Image location labeling entries:

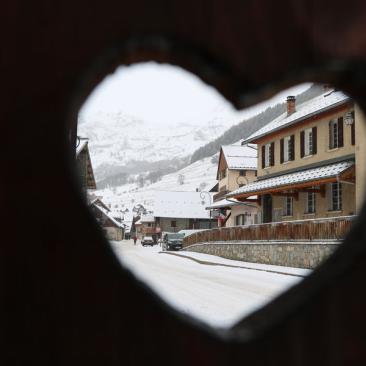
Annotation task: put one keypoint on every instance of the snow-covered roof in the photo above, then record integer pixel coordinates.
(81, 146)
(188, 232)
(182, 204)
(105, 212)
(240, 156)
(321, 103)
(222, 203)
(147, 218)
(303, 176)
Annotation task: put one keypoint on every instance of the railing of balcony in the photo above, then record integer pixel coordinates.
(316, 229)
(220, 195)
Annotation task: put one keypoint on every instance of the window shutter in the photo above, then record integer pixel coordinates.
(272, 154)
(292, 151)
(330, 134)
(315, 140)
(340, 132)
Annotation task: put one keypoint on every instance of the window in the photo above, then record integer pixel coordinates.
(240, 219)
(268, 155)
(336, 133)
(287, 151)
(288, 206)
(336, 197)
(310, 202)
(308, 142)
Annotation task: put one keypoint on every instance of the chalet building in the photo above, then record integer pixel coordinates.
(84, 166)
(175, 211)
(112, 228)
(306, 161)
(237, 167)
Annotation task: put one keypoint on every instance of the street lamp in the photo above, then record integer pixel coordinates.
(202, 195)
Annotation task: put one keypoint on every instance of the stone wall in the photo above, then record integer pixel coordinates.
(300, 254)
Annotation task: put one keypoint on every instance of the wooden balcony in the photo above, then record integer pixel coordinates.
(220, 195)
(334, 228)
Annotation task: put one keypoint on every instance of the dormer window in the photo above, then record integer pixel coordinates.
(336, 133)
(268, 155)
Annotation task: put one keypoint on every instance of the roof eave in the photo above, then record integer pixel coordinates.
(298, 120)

## [What this task involves]
Copy all the rows above word for word, leaving out the pictures.

## [Output]
Annotation task: put one keypoint on every instance of the snow-covered roof in the photo above, then record integer pixel coordinates.
(81, 146)
(188, 232)
(182, 204)
(105, 212)
(240, 156)
(321, 103)
(222, 203)
(147, 218)
(303, 176)
Annotation task: put one keypoint on every instance of the railing of balcony in the photo above, then record integer pixel coordinates.
(316, 229)
(220, 195)
Annotation task: put one keypoint on every instance of the window shutter in the photo above, then record integer pixel coordinates.
(272, 154)
(292, 151)
(330, 134)
(315, 140)
(340, 132)
Annotation task: put one keypoint on every instance of the window in the photo above, then record integer pixel coordinates.
(240, 219)
(268, 155)
(336, 133)
(287, 151)
(288, 206)
(336, 197)
(310, 202)
(308, 142)
Annotation task: put one keypoint on every instance of the chalet building in the photo above, then record integer pixel coordinates.
(84, 166)
(175, 211)
(112, 228)
(306, 161)
(237, 167)
Annotation task: put one keypoint on every instance of the street lamp in the photo above, then record integer pixel coordinates.
(202, 195)
Annotation task: put one keypoint on every instance of the stone wall in the photo above, then record integer pixel coordinates.
(300, 254)
Annotation task: put one keypoint on every instance of the wooden balcony in the photo above, then record integer pixel coordinates.
(220, 195)
(334, 228)
Annotation task: put one keypoint on every instance of the dormer window in the photo above, then record integer pixel coordinates.
(336, 133)
(268, 155)
Annotation task: put one keypoint on every instance of the roof eave in the photo above, then record integer pixel coordinates.
(298, 120)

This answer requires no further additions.